▶ Data under study:
_ _ _
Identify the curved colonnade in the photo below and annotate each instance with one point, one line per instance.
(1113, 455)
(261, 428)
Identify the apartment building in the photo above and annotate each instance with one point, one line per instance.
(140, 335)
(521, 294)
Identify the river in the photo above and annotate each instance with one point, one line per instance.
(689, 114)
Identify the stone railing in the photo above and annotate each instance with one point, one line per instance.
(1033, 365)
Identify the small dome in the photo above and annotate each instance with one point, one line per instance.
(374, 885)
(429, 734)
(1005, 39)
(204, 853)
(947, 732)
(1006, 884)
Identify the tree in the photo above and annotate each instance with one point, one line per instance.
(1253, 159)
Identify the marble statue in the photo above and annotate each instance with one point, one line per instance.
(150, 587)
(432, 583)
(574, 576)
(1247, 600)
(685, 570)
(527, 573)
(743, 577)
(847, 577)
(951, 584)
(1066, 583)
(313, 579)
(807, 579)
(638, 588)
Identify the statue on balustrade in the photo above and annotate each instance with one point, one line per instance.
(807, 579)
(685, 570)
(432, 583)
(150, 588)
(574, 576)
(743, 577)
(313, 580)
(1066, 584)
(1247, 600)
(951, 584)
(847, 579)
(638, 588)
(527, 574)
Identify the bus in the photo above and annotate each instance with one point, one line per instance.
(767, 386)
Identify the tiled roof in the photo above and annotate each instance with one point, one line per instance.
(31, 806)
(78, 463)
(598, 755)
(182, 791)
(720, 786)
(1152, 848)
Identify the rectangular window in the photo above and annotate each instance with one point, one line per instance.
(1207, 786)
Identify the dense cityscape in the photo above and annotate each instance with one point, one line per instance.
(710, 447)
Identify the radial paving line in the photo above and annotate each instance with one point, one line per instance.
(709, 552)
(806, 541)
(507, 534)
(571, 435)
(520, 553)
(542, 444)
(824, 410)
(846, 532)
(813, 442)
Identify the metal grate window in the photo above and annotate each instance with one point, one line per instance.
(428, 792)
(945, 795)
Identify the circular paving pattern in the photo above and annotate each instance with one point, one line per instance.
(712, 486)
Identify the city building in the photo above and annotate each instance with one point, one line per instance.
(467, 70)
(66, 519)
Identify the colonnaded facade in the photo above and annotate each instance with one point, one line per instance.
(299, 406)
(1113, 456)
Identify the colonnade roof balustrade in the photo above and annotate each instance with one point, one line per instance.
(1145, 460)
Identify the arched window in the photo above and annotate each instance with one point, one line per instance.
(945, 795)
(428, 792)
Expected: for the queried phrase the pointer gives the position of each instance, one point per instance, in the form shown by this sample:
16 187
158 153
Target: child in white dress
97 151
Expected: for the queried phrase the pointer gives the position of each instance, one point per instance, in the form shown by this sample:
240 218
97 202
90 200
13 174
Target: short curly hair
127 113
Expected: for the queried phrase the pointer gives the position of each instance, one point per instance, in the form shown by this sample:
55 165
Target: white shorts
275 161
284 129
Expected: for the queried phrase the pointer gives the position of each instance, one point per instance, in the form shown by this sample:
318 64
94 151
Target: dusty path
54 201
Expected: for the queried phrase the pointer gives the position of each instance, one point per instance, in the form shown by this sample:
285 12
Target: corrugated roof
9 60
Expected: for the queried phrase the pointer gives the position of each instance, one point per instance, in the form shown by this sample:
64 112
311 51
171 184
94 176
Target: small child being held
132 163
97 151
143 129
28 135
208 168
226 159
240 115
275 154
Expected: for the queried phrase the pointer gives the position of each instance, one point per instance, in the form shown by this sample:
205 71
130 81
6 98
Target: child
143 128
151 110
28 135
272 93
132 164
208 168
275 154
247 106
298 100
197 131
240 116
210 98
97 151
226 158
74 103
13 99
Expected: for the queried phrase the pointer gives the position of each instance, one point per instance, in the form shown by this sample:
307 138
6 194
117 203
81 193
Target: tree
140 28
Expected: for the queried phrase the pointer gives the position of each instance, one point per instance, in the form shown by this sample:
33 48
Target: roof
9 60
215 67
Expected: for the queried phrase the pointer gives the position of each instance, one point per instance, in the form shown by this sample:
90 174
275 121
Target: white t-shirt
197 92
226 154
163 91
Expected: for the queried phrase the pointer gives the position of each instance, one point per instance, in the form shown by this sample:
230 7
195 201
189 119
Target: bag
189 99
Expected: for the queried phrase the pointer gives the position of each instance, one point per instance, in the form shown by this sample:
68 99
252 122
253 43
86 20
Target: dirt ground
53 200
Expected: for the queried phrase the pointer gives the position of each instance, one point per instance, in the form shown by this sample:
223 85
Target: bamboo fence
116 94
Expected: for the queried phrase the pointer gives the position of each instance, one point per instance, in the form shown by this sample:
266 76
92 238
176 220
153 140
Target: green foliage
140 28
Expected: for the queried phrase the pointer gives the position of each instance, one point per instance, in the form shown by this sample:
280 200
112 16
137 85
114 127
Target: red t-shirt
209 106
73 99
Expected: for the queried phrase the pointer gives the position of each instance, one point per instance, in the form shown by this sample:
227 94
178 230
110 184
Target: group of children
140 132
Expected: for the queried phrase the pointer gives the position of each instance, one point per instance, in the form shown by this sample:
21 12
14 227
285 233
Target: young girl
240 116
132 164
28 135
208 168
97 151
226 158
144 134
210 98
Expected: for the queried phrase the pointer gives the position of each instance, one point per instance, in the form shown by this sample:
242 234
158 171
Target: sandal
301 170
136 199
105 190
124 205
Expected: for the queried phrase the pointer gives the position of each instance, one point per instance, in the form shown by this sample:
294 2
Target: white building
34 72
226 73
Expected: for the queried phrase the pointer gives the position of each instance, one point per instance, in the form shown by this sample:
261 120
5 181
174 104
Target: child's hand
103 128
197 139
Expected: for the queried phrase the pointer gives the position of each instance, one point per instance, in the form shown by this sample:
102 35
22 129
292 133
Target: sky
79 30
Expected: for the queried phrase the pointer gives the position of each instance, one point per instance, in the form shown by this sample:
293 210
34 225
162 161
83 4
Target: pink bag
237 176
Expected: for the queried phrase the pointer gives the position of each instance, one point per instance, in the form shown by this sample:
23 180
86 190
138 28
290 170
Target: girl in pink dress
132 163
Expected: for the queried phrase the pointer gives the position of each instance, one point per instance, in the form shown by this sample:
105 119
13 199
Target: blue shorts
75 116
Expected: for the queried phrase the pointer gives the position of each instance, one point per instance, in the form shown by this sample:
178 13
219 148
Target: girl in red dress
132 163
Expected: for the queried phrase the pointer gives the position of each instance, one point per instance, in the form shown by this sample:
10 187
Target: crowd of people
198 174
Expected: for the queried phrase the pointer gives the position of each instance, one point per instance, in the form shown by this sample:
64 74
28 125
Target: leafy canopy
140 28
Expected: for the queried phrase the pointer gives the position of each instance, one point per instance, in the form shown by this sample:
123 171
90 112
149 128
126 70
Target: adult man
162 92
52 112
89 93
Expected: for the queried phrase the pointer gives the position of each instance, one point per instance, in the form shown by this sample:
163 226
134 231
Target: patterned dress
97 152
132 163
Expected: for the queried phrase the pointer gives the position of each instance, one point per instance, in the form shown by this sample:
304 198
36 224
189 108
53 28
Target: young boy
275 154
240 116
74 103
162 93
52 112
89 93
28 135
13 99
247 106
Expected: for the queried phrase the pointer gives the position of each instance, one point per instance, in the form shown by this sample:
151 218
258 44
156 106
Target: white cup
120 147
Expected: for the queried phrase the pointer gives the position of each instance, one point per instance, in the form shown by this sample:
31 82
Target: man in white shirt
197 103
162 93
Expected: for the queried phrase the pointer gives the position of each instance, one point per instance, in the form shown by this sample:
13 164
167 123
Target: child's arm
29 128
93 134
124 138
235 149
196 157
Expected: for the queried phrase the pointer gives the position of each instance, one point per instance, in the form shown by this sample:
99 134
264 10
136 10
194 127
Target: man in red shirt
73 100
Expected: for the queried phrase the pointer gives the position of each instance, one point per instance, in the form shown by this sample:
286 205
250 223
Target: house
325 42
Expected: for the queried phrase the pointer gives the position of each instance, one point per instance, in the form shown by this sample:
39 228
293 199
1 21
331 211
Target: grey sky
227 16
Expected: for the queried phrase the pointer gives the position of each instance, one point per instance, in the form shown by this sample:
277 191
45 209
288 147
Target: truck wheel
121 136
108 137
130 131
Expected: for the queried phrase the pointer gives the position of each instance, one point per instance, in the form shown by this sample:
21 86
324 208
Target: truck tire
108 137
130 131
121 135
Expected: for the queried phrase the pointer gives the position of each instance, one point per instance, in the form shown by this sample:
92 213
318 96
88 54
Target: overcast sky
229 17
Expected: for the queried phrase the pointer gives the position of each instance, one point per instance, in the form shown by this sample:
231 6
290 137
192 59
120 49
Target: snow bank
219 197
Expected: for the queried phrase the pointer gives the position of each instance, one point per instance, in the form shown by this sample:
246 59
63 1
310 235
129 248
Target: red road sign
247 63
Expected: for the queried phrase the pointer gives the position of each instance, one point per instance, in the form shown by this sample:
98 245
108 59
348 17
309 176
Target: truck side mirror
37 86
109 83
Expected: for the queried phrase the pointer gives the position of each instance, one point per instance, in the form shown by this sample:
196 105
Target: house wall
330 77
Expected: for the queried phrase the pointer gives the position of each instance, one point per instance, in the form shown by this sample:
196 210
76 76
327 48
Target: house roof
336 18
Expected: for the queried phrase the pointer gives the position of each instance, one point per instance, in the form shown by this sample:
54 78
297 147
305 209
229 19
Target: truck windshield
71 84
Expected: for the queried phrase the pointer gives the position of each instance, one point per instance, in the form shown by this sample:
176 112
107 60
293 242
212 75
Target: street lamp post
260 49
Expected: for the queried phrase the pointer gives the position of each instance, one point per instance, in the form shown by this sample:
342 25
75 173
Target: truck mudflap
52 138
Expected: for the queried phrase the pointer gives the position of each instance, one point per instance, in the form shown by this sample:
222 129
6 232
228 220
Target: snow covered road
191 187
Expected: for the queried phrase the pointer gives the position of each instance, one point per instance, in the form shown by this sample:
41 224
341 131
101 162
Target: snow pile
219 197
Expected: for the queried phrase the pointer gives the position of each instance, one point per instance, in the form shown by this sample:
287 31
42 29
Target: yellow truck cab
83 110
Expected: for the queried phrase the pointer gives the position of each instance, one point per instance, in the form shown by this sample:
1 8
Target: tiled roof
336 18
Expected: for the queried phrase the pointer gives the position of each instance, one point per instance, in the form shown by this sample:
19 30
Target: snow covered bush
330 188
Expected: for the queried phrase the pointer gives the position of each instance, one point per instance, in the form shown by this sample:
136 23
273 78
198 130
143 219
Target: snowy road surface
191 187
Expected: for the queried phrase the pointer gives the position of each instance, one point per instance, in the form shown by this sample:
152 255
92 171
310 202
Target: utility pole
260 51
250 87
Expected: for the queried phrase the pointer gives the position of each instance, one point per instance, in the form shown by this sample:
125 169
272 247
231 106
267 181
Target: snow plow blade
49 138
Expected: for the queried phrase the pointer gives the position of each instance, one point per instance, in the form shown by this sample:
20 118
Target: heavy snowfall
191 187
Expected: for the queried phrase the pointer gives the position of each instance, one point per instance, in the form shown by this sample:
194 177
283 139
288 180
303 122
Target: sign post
_ _ _
▶ What to do: The required answer is the line with "Target: utility pole" plus every line after it to the end of the entries above, transcribed exactly.

▶ Your solution:
Target: utility pole
260 51
250 87
Expected: for the queried phrase the pointer gives the position of each instance, one point per instance, in the form shown by this sample:
125 169
272 247
231 106
267 181
Target: snow plow blade
49 138
Expected: for the queried phrase the pointer gives the position of each instance, one point per instance, in the form shown by this sample:
20 118
Target: heavy snowfall
191 187
Expected: for the queried phrase the pointer gives the position of each instance, one point per instance, in the form shown by this sample:
194 177
283 139
288 180
303 122
Target: sign post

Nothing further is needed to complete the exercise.